## AIM OF THE EXERCISE
Locate each line in the items below that contains the word "batsman", and copy every such line.

## INFORMATION SUPPLIED
►
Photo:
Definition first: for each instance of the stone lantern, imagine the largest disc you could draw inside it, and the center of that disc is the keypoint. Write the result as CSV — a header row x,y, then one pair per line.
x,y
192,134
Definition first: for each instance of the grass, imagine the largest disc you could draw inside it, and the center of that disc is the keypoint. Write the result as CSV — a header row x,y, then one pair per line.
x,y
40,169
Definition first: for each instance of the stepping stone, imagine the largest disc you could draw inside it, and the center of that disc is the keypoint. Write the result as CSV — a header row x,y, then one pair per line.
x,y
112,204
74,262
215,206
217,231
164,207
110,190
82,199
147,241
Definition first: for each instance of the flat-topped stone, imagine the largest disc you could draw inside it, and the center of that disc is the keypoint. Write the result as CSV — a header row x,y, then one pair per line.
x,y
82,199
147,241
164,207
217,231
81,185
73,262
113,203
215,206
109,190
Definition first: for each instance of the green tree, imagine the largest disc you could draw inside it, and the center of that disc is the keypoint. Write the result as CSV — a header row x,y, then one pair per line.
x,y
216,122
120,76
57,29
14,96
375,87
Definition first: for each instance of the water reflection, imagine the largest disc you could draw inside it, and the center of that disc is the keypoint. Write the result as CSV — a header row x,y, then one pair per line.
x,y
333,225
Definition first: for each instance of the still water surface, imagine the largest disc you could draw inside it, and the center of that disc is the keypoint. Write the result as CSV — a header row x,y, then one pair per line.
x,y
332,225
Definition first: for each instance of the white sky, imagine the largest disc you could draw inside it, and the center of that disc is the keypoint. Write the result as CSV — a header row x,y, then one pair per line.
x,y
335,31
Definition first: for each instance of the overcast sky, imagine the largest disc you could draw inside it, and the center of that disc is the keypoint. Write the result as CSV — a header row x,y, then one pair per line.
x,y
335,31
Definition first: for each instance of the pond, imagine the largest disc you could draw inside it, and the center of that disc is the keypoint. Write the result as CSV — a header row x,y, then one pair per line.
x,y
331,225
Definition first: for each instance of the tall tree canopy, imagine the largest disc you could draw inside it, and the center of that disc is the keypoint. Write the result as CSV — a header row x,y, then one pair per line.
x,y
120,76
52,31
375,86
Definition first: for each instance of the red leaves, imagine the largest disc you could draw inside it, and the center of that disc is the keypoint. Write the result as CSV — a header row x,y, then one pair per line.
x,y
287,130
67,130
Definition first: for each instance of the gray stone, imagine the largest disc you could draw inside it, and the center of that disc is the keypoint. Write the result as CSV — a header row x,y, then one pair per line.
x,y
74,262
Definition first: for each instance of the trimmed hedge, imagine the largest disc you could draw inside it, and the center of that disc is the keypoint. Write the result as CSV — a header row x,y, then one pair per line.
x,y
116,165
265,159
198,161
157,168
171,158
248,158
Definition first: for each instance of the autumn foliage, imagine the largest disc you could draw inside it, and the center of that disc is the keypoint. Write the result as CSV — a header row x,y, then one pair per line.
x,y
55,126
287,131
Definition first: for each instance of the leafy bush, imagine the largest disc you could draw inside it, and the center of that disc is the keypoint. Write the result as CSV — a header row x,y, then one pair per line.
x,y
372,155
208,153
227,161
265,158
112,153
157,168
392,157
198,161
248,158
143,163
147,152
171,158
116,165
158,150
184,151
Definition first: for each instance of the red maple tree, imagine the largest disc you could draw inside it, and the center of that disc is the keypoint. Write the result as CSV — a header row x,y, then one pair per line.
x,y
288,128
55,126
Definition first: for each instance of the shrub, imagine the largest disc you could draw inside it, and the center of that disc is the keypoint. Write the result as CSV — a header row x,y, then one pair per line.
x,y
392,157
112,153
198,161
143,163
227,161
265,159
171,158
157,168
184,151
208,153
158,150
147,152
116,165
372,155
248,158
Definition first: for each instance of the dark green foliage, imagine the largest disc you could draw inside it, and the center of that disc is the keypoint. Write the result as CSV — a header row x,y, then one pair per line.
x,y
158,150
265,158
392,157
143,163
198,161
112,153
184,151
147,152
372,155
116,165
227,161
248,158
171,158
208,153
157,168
◄
►
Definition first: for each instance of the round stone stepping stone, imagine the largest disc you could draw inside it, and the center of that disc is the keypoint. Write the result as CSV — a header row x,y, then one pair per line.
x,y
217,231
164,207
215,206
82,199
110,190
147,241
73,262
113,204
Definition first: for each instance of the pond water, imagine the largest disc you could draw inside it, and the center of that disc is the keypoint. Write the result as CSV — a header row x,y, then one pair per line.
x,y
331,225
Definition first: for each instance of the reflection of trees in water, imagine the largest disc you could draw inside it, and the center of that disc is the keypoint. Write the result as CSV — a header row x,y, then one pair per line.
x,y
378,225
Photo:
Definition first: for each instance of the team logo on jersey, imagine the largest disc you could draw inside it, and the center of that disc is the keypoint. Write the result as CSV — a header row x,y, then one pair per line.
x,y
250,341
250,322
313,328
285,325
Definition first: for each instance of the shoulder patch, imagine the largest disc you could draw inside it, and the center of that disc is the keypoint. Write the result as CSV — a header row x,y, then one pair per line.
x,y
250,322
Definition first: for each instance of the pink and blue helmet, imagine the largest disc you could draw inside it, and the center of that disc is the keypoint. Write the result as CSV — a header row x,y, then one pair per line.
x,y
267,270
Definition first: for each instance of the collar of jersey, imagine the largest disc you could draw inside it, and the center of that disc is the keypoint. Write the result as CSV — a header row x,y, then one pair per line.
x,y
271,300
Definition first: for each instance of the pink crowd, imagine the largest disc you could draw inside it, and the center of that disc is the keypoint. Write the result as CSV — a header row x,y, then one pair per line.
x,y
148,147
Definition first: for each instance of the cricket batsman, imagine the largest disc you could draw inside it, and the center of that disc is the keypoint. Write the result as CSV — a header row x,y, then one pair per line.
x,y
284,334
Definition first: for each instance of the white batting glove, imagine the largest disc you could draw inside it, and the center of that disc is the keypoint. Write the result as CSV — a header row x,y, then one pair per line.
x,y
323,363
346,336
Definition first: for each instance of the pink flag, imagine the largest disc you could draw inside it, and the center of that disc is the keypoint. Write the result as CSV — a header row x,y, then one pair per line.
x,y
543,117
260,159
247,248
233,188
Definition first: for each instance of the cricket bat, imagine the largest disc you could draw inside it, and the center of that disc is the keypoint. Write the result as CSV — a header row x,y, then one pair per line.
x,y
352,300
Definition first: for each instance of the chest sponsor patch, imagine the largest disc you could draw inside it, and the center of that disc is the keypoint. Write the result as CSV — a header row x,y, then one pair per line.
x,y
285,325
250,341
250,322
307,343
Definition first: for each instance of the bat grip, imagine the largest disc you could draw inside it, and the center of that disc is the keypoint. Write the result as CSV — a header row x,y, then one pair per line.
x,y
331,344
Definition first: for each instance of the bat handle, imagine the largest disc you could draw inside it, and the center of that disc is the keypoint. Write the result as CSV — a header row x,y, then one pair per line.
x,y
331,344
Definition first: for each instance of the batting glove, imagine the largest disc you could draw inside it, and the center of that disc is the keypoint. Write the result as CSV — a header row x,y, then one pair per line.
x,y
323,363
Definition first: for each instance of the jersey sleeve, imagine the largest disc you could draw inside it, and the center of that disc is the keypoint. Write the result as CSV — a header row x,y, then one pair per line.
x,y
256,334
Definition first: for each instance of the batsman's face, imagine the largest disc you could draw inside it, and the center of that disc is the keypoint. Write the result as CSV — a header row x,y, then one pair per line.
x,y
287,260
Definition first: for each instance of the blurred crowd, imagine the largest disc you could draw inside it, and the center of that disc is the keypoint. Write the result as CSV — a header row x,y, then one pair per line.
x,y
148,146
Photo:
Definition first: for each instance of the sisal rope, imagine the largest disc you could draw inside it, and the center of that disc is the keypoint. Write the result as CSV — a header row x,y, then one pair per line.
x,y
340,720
◄
## RESPONSE TO THIS TASK
Definition first: for each instance of the cricket batsman, imagine the largest disc you could draw inside it, and the center of that disc is the keypoint. Write the result as CSV — a header row x,y, then one pair per line.
Definition first: for each instance of the batsman's face, imagine the largest disc you could draw inside it, and the center of that disc is the keypoint. Write the result as CSV — a header row x,y, then one pair per line.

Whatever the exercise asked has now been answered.